--- SELECTED TEXT ---

In Irish director Ian Fitzgibbon’s Death of a Superhero, teenager Donald’s creativity, active imagination and innate talent combine to make him a highly talented comic book artist. His future would be bright were it not for one thing: Donald, 15, is dying of leukemia.

With a cast that includes Thomas Brodie-Sangster (Love Actually) as Donald, a non-mocap Andy Serkis (The Lord of the Rings trilogy, Rise of the Planet of the Apes) as his unconventional psychologist and Michael McElhatton (“Game of Thrones”) and Sharon Horgan (BBC’s “Pulling”) as his struggling-to-cope parents, Fitzgibbon has managed to direct a film about a teen with cancer that manages to be inspiring but not melodramatic, sad and poignant but not unrelentingly grim. “I was not interested in making a ‘cancer movie,'” he has stated. “I always said that this film should be moving, not depressing. I was interested in a love story with time running out.”

In addition to having its U.S. premiere at the Tribeca Film Festival, running April 18th to the 29th in lower Manhattan, Death of a Superhero is one of four films acquired by Tribeca Films for VOD release during the festival. So while the film’s first stateside theatrical screening doesn’t take place until Friday, April 27th, anyone with a TV or an Internet connection can catch the film on cable, iTunes, Amazon Instant Video and more starting tomorrow, April 17th.

Fitzgibbon took the time to chat about what initially drew him to the script (written by Anthony McCarten, who penned the award-winning novel on which it is based) and how he crafted his own approach to the material.

Rebecca Pahle (MM): What about Anthony McCarten’s story drew you to Death of a Superhero?

Ian Fitzgibbon (IF): I was very struck by the idea of a young teenager who had more integrity and courage than the adults around him. Here was somebody who was prepared to face the ultimate truth.

MM: What really ties this movie together, I think, are the animated sequences, which give the audience a window into Donald’s emotional state even when he’s not communicating with his friends and family. As someone who’s never worked with animation before, how did you approach that aspect of the film?

--- RECORDS SUPPLIED ---

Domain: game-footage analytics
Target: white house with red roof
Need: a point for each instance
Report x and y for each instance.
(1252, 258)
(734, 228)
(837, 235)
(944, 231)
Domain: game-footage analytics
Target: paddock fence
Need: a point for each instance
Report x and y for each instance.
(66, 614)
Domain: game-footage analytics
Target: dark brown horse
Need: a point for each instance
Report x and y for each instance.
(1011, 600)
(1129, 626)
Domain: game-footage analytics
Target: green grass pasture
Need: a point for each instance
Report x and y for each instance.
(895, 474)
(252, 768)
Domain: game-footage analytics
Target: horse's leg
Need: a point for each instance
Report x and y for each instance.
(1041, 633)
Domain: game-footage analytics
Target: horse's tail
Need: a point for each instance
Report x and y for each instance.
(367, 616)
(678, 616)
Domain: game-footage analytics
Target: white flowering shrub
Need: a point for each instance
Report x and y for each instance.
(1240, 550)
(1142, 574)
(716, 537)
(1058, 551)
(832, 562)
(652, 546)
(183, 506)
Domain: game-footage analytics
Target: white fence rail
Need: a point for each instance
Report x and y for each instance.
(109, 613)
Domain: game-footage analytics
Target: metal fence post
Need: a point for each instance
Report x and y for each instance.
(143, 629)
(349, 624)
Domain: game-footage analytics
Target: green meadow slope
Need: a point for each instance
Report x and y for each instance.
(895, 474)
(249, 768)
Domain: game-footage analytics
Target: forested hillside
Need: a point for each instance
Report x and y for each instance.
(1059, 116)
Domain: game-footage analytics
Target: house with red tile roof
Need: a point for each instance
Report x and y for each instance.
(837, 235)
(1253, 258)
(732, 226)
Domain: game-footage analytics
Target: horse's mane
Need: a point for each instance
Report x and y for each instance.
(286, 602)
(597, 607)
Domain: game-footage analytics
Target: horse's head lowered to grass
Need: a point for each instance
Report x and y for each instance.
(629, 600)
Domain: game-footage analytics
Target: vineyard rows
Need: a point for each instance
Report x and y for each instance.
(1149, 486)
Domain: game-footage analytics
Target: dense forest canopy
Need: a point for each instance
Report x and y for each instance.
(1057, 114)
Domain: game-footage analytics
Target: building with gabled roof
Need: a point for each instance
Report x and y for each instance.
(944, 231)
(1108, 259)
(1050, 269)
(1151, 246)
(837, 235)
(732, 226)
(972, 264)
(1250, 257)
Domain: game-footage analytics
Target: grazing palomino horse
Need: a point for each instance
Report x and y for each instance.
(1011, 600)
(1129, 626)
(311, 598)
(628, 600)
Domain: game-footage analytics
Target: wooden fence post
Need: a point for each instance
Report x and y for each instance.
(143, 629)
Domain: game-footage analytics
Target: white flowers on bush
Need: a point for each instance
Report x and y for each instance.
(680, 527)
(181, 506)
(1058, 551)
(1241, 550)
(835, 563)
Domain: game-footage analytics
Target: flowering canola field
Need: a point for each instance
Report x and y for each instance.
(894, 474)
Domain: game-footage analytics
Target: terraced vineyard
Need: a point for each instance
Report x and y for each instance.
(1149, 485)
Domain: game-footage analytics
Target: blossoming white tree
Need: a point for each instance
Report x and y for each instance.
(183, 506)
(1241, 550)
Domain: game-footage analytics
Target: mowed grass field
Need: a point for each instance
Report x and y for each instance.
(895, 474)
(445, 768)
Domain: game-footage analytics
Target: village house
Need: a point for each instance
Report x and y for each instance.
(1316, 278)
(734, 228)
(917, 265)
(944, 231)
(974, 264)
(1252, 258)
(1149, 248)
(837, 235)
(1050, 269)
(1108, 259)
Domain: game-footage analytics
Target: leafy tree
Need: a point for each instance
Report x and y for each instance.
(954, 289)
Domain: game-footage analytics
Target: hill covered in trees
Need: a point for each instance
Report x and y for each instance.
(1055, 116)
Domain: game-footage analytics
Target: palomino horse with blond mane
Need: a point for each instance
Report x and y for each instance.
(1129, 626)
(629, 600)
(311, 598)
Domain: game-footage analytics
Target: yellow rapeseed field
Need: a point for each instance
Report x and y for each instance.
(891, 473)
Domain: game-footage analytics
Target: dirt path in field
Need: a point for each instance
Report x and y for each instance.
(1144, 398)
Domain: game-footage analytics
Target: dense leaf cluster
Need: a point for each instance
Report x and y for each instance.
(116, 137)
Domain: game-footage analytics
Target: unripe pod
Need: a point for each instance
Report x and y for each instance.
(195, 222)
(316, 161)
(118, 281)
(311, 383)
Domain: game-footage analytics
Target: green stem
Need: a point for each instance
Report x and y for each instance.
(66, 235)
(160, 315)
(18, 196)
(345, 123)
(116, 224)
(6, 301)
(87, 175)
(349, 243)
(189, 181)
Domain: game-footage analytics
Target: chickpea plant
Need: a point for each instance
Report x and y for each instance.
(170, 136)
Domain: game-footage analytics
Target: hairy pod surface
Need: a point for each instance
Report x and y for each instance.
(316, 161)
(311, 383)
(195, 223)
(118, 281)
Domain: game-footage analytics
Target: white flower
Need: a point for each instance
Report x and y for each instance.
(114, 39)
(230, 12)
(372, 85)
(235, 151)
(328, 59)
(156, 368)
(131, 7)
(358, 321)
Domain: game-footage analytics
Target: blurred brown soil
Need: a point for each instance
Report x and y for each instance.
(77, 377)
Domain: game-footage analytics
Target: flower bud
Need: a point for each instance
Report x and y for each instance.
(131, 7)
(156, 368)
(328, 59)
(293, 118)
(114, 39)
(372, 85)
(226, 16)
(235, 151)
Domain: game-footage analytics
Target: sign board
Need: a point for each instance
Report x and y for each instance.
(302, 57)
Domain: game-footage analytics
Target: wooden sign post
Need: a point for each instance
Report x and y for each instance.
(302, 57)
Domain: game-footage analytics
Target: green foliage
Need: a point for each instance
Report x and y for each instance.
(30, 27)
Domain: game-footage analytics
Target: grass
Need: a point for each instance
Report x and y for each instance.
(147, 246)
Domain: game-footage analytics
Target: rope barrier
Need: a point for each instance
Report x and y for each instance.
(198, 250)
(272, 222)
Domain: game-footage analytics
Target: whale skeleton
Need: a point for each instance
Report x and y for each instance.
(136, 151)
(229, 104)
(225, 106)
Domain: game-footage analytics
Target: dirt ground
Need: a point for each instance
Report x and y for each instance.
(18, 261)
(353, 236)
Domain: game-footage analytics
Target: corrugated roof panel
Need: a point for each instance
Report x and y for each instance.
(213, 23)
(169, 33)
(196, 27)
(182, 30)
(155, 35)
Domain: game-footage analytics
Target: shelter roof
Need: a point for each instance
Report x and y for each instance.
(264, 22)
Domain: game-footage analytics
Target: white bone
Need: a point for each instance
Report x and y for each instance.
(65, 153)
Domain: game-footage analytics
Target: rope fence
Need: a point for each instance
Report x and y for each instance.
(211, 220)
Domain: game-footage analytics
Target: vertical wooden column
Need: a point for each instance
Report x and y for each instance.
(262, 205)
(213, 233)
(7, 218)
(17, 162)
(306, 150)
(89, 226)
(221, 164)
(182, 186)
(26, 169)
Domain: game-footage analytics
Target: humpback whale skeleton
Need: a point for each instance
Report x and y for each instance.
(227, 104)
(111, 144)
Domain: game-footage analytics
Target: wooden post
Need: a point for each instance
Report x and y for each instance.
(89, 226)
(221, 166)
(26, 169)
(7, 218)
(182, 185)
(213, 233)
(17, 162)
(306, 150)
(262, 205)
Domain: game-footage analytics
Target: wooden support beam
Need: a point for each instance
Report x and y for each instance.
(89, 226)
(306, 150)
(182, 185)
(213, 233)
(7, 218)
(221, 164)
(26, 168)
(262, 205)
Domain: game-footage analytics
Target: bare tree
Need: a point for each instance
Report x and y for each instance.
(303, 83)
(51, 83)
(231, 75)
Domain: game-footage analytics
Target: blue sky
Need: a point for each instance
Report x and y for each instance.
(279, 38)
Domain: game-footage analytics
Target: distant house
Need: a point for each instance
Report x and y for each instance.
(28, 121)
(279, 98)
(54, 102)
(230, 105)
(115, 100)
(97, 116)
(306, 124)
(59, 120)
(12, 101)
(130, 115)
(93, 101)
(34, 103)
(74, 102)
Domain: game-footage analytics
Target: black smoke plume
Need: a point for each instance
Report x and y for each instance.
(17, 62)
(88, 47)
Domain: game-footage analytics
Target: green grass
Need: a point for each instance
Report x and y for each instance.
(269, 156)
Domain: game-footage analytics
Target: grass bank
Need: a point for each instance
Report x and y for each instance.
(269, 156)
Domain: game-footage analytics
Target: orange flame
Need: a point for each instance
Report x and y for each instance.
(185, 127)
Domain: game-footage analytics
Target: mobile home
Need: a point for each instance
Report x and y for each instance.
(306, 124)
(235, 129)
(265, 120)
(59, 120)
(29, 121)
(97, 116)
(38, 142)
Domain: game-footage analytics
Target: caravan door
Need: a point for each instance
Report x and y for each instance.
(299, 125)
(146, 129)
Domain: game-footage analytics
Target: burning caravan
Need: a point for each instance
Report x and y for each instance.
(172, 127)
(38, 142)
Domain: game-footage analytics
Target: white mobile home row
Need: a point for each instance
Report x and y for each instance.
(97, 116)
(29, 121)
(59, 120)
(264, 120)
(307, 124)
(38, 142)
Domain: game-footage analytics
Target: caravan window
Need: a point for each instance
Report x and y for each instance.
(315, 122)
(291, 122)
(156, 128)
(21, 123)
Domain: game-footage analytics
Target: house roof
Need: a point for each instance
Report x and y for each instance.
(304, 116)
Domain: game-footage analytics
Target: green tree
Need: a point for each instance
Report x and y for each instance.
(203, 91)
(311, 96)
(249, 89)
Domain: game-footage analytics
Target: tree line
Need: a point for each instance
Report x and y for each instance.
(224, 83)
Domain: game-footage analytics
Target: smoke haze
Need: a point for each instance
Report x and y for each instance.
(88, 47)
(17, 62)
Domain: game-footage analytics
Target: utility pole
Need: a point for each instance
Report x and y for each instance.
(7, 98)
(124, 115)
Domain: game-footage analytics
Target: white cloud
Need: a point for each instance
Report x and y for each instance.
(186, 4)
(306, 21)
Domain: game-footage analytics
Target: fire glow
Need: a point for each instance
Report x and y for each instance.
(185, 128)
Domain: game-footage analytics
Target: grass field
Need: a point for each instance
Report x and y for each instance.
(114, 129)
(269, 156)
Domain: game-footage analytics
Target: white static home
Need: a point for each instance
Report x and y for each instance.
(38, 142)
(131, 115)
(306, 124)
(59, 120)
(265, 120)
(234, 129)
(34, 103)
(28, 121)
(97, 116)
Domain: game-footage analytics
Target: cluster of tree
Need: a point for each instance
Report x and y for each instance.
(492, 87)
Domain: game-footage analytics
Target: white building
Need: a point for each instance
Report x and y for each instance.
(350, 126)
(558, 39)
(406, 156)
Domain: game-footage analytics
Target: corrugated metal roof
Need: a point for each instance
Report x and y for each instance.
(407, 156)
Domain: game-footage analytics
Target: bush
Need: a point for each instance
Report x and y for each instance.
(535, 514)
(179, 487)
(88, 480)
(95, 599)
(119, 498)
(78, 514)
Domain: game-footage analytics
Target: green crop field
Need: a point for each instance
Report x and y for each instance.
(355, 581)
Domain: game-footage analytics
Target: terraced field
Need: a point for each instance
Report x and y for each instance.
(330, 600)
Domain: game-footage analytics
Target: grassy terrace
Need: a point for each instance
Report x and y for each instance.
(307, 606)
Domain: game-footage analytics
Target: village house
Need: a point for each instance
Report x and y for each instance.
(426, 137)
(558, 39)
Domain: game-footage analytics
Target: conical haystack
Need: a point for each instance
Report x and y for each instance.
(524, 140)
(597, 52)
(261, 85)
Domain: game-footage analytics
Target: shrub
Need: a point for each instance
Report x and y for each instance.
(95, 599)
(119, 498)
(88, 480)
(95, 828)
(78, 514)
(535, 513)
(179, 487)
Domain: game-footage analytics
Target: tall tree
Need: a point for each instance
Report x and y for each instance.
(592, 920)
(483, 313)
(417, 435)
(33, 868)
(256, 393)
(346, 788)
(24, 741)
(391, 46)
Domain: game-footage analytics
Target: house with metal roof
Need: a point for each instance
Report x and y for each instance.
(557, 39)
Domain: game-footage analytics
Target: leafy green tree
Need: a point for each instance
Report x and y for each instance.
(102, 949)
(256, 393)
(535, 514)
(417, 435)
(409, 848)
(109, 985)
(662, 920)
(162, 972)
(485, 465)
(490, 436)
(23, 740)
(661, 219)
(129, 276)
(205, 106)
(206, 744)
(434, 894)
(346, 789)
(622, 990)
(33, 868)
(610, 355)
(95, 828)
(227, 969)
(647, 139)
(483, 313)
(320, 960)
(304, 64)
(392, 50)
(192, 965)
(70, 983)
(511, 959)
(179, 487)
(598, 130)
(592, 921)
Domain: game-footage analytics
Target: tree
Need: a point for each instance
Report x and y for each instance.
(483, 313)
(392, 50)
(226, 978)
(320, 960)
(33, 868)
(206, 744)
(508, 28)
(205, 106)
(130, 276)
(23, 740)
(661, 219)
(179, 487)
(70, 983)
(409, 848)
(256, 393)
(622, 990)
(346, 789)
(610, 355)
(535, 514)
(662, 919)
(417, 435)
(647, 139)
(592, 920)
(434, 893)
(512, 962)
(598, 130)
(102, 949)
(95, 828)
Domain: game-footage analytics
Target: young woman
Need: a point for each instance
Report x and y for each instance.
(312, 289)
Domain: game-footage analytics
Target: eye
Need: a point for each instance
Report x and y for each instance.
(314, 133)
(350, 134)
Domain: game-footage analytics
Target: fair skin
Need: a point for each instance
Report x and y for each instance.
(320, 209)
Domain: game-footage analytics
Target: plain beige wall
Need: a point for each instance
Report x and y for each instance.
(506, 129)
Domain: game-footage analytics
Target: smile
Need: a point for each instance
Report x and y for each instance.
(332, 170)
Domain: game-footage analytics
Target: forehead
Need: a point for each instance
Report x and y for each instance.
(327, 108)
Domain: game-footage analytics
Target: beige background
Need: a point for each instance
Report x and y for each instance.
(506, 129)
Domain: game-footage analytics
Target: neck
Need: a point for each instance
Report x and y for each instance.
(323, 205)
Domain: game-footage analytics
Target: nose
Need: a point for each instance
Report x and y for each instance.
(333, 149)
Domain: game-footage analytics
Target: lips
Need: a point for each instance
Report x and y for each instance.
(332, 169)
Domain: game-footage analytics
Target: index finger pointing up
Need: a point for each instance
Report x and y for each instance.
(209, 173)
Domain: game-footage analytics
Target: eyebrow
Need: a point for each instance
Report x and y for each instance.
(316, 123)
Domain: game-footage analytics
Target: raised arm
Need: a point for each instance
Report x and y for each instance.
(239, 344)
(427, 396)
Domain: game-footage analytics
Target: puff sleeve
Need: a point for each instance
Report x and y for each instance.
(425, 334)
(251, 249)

---

**TASKS:**
1 > Name every actor the text about Death of a Superhero lists as a member of the film's cast.
2 > Resume the interview about Death of a Superhero from the point where the text stops.

**TASK RESULTS:**
1 > Thomas Brodie-Sangster, Andy Serkis, Michael McElhatton, Sharon Horgan

2 >
IF: The animation was a fascinating process. Initially, when I became attached to the movie, the animation served a different purpose. It was more about the boy’s growth as an artist. It was a metaphor for his emotional development. I was much more interested in it as a way of expressing something much more personal. The idea of it exploring the boy’s innermost sexual fantasies and his fear of death through the animation was much more interesting to me.

MM: Did you have a hand in the screenwriting process? Particularly in reworking the script to be set in Ireland?

IF: Mark Doherty [co-star of Fitzgibbon’s feature directorial debut, 2008’s A Film with Me in It] and I did an extensive re-write on the script. We set the story where we lived, which is a very particular and small part of south county Dublin. I have two teenage children, so I felt confident that this was a world we could describe with a degree of truthfulness. I really enjoyed collaborating with Mark. It took us six weeks of intensive writing, but we got there.

MM: Prior to directing your first feature, you had a successful career as an actor. What was it that made you take the leap from acting to directing? Is acting something you’re still interested in doing?

IF: The obvious answer is I got bored and frustrated with the life of an actor. I wanted to try something that might be beyond my reach. Something I was a little afraid of and [that] therefore excited me. But I always take a cameo in my movies. In Death Of A Superhero I play a shrink. So maybe I haven’t quite turned my back on acting.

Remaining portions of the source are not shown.